• **TO BE DONE**:
Gather every line of the rows below that contains the word "snow", and copy each one unchanged.

• **TASK INPUT**:
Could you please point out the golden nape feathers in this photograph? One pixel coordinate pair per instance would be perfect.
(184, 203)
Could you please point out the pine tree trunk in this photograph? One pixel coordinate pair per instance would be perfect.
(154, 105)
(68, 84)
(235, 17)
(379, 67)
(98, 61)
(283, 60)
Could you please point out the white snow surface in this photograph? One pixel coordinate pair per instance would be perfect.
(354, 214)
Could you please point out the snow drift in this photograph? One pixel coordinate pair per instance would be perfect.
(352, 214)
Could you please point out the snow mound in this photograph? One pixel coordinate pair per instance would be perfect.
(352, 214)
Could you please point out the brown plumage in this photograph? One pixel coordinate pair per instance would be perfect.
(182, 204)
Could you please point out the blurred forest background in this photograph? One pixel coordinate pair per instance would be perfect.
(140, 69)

---

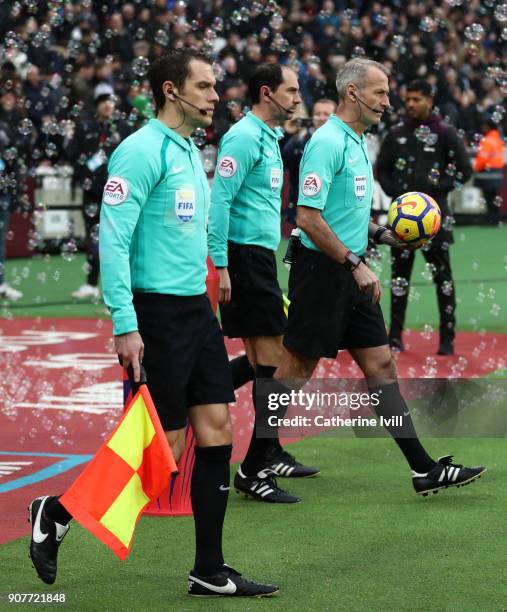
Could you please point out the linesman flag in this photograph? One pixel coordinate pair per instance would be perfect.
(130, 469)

• **RESPONSE TO THE TASK**:
Could you please point out the white snow surface in this photograph? One pixel coordinate pair per instance would be perfect.
Could you please point out the snow drift in this photograph? One pixel coordinate pair per instance would be perfect.
Could you please point out the snow mound in this photograph? One pixel coordinate pair per instance would be perfect.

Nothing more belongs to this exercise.